CHALLENGE:
Every record that follows should be printed verbatim.
=== DATA ===
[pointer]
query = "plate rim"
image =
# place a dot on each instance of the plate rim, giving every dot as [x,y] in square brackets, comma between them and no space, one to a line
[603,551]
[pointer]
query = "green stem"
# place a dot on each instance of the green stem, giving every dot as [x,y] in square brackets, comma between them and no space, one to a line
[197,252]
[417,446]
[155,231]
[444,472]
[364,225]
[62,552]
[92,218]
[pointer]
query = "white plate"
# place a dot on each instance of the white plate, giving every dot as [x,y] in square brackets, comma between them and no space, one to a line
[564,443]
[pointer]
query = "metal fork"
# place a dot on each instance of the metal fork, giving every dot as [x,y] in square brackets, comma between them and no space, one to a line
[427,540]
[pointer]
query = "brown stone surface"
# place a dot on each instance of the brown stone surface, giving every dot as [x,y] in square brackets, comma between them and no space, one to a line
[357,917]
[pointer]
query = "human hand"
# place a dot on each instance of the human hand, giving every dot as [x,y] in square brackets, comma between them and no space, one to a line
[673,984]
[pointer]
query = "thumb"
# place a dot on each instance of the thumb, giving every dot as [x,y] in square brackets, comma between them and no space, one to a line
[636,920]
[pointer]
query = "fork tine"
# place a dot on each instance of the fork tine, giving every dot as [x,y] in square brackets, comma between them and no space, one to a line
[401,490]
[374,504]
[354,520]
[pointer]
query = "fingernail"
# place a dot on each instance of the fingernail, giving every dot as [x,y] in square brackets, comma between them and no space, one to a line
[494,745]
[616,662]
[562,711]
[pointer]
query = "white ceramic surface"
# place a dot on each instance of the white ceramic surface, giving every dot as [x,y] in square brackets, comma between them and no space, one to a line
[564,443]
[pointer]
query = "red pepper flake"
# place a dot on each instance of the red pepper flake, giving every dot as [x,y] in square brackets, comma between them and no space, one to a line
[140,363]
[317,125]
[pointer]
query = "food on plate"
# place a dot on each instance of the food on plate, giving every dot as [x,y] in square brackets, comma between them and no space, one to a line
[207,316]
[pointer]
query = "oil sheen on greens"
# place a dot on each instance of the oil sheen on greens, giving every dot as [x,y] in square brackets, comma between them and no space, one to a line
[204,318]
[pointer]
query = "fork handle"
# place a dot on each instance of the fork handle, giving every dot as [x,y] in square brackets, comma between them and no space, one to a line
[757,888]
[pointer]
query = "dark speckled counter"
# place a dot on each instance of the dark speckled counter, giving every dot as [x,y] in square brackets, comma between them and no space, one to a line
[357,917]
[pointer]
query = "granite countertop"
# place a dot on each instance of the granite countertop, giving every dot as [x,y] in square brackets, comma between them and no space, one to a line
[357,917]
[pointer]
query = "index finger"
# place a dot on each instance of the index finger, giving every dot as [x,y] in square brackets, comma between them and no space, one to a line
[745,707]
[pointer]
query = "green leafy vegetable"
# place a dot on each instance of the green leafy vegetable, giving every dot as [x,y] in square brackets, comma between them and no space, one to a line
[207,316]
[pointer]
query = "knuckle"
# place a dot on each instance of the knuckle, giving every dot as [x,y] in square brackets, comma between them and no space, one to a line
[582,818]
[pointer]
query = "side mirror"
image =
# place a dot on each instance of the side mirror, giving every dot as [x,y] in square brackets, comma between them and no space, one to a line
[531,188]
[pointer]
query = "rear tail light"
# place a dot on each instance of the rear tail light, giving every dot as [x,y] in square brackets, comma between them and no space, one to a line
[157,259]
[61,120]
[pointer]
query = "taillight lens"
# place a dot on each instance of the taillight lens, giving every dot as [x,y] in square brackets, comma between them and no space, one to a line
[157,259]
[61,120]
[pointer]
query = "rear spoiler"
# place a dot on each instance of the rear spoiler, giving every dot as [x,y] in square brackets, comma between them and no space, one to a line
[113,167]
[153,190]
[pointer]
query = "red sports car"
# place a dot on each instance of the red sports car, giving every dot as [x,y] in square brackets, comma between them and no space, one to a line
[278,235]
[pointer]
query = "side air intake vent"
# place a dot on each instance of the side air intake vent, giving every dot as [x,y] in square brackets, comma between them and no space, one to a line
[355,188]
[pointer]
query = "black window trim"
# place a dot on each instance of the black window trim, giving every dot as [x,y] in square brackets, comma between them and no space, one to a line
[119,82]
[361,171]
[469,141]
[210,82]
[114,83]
===
RESPONSE FOR THIS EXERCISE:
[pointer]
query = "plate rim"
image =
# place a dot on each instance of the plate rim, giving every dot as [x,y] in square brackets, comma between them and no space, one to a line
[603,551]
[pointer]
query = "green stem"
# place a dot on each instance of the green stem, giving every dot as [x,y] in square brackets, comma between them and no space, one to a line
[197,252]
[417,446]
[155,231]
[444,472]
[364,225]
[62,552]
[92,218]
[pointer]
query = "white plate"
# place a dot on each instance of the white plate, giving every dot as [x,y] in square brackets, comma between them and no space, one to a line
[564,443]
[pointer]
query = "metal fork"
# place a dot on each instance of the metal fork, giving every dot as [x,y] in square brackets, comma between them and no space, one to a line
[427,540]
[pointer]
query = "brown stone surface"
# place a dot on each instance of the brown stone surface, giving every dot as [x,y] in square brackets, comma between them and no space, one to a line
[357,917]
[pointer]
query = "human hand"
# place a dot on each instance of the human hand, giving every dot as [x,y] in square brackets, comma between them and no space, one to a line
[673,984]
[pointer]
query = "thumb"
# place a dot on each instance of the thumb, giving every dot as [x,y] in square brackets, comma between them and no space, one to a line
[636,920]
[pointer]
query = "fork tine"
# place a dot on each instance of the fork tine, giving every dot as [x,y] in square brackets, comma between them and no space, one to a line
[401,490]
[374,504]
[354,520]
[pointer]
query = "fingernail"
# place a dot on each instance of the fingernail, giving every dot as [x,y] in square brackets, comma between them and no space, one to a line
[494,745]
[616,662]
[562,711]
[pointer]
query = "white ceramic surface"
# place a dot on each instance of the white ceramic surface, giving every dot as [x,y] in square brackets, comma between them and no space, one to a line
[564,443]
[pointer]
query = "red pepper flake"
# place a dot on each instance of the red pepper flake, giving every dot as [x,y] in square brackets, comma between them and no space, one to a line
[140,363]
[317,125]
[pointer]
query = "food on plate"
# place a dot on each instance of the food on plate, giving every dot as [x,y] in square brackets, comma between them and no space, one to a line
[207,316]
[pointer]
query = "oil sheen on greens"
# place a dot on each instance of the oil sheen on greens, giving every dot as [x,y] in square brackets, comma between them and no space, one to a line
[204,318]
[pointer]
query = "fork handle"
# place a dot on each instance of the fork handle, giving every dot as [x,y] in square brackets, comma between them and no space, one to a line
[757,888]
[pointer]
query = "dark speckled counter"
# place a dot on each instance of the dark speckled counter, giving every dot as [x,y] in square brackets, comma between them and no space, one to a line
[357,917]
[pointer]
query = "granite countertop"
# place a dot on each instance of the granite countertop, giving every dot as [x,y] in square brackets, comma between them and no space, one to a line
[357,917]
[pointer]
query = "index finger"
# place a dot on each instance of the index finger, giving every dot as [x,y] in square brackets, comma between them and no space, one to a line
[745,707]
[pointer]
query = "green leafy vegetable"
# place a dot on each instance of the green leafy vegetable, giving every dot as [x,y] in square brackets, comma between them and no space, one to a line
[207,316]
[pointer]
query = "knuckle"
# place a dot on each instance of the knuckle, giving every dot as [x,y] in square brackets, comma between them and no space, one to a line
[582,818]
[pointer]
query = "side mirror"
image =
# place a dot on each instance of the side mirror, giving every dot as [x,y] in square brackets, comma between them and no space, one to a line
[531,188]
[pointer]
query = "rear tail light"
# place a dot on each instance of the rear tail light, giving every dot as [x,y] in square brackets, comma between them and no space, one to a line
[157,259]
[61,120]
[pointer]
query = "taillight lens"
# place a dot on each instance of the taillight lens, giving every dot as [x,y] in square brackets, comma between them and no space, one to a line
[157,259]
[61,120]
[pointer]
query = "rear spoiler"
# place a dot on each instance of the rear spoiler, giving every dot as [x,y] in square brackets, comma between them and no space, one to a line
[113,167]
[153,190]
[pointer]
query = "red sports car"
# place a dot on each instance of the red sports car, giving every dot as [x,y] in square brackets, comma between them and no space, one to a line
[278,235]
[pointer]
query = "side air intake vent"
# place a dot on each instance of the side air intake vent, giving every dot as [x,y] in square brackets, comma between them and no space, one to a line
[355,188]
[pointer]
query = "black window trim"
# place a dot on each instance of the black window trim, giving every dot as [x,y] in square brackets, comma between them and no space, one to a line
[119,82]
[361,171]
[469,141]
[210,82]
[114,83]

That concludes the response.